• [Work instructions]
Convert the records below into a two-column CSV with the header "text" and "answer", one row per record. Put each record's text and its full answer in one double-quoted field each, replacing line breaks with spaces.
^^^^^^^^^^^^^^^^
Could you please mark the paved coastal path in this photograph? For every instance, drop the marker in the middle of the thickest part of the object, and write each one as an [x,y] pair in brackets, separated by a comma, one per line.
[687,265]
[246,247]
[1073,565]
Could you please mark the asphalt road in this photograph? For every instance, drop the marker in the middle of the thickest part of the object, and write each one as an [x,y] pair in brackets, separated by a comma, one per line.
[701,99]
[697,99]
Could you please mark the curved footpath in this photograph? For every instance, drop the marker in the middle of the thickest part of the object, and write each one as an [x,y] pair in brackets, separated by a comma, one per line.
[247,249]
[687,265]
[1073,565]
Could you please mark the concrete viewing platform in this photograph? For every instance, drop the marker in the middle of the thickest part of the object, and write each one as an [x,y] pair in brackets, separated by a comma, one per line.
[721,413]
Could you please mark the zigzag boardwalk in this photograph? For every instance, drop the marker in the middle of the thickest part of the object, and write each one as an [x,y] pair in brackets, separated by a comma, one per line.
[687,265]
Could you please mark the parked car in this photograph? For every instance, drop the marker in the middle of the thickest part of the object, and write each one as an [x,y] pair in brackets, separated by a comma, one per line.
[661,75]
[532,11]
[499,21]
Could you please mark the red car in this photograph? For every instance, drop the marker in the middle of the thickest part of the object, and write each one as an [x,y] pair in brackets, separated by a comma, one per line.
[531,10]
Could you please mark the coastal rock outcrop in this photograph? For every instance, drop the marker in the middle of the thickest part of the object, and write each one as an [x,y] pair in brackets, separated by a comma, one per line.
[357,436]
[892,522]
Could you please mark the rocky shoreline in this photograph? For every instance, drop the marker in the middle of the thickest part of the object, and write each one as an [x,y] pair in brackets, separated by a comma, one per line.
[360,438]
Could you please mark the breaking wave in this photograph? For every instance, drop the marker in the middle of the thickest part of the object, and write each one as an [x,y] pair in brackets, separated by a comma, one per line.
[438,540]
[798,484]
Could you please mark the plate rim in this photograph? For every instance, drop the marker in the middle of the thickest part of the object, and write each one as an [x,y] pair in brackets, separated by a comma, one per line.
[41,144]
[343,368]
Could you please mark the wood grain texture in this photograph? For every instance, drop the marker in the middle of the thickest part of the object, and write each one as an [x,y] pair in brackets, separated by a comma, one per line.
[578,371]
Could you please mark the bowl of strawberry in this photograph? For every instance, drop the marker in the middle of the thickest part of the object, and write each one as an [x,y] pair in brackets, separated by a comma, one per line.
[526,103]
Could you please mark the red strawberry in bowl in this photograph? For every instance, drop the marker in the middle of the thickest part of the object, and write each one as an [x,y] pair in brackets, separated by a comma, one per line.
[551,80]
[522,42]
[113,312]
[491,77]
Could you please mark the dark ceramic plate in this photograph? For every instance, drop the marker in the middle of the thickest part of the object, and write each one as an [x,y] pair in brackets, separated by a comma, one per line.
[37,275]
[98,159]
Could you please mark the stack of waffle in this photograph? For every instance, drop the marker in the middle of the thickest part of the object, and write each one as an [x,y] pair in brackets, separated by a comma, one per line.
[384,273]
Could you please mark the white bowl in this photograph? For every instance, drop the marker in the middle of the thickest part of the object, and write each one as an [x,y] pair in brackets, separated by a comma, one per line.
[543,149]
^^^^^^^^^^^^^^^^
• [Written answer]
text,answer
"Could you please mark the paved coastal path in this photograph? For every instance, drop the marker in the middle of the thickest part of the object, and write each one as an [x,y] pair in brackets, separated by a comma, one per line.","[687,265] [246,247] [1073,565]"
"Could you please mark the asphalt road in this photograph? For every instance, drop the marker in the middle of the thickest part of the object, and write each one as an [x,y] pair in brackets, separated by a comma, one per line.","[701,99] [697,99]"
"Could you please mark the curved footpath in this photograph? For every instance, drop the marker in the middle of the thickest part of the object, and write each one as an [x,y] pair in brackets, separated by a comma, one per line.","[247,249] [687,265] [1073,565]"
"Could you please mark the concrete viewing platform in this photograph? For every instance, drop the marker in the middle of the thickest part of the object, and write each one as an [x,y] pair in brackets, separated by a comma, one per line.","[721,413]"
"Could you please mark the zigzag boardwalk in this photograph? For every instance, drop the marker in the middle of the thickest part of the object, and write each one as an [x,y] pair in brackets, separated by a comma, one per line.","[687,265]"
"Could you please mark the parked car in this photograph? For every instance, drop the marker in the middle of the thickest part of the object, and write each one as an [x,y] pair in brackets, separated by a comma, one per line.","[661,75] [532,11] [499,21]"
"Could you please mark the red car in this photograph? For every instance, drop the marker in the middle of the thickest part of the object, and write each one as an [x,y] pair in brackets, separated by a comma, one per line.","[531,10]"
"Could you please mark the coastal rock outcrop in this photograph? For every instance, drop the marker in the middle of the thickest part of the object, and write each one as an [x,y] pair in brackets, separated by a comma, one per line.","[357,436] [892,522]"
"Could you please mark the rocky shoreline in this photograph? For every instance, drop the marker in the middle of the thickest part of the object, and write each one as an [x,y] pair in brackets, separated by a comma, one per line.","[360,438]"
"Could you please mark the breaking wave in this photograph? For every instance, drop the marker in the middle of the thickest part of the object, and write each one as an [x,y] pair in brackets, separated by a comma, one per line.","[438,540] [798,484]"
"Could you please mark the plate rim in this photograph? For every instance, drop the marker in the middle of the thickest part of the object, and write each one as an [x,y] pair in brackets, separated by a comma, one per line.","[41,144] [343,368]"
"Could you please mark the wood grain texture in this photograph? For every instance, drop the marker in the middle of the thickest part of the object, and write each one as an [x,y] pair in brackets, separated by a comma, one per line.","[578,371]"
"Could you please mark the bowl of strawberry in this photograph? For every instance, drop the marker in the middle of the thickest part of the object, and write each one as an [x,y] pair in brackets, separated by a comma, one per line.","[526,103]"
"Could you please mark the red strawberry in bowl in this photograph? For every instance, drop the marker in the middle of the thickest part of the object, and write each one as an [x,y] pair in brackets, separated by a comma, one per line.","[551,80] [522,42] [113,312] [491,77]"
"Could you please mark the dark ceramic plate in this photograph? For every instance, drop the marker in the middle of the thickest part of the object, and write each one as an [x,y] pair in brackets, separated by a comma, one per line.","[37,275] [98,159]"
"Could you please mark the stack of waffle in this photograph? For every instance, drop the marker in the middle of the thickest part of the object, and write each one as an [x,y] pair in brackets, separated by a comma, one per line.","[384,273]"
"Could you please mark the white bowl in this photograph? For every instance, drop the marker in the middle of the thickest part of the object, and write each one as an [x,y] pair in brackets, separated by a comma, one per line.","[543,149]"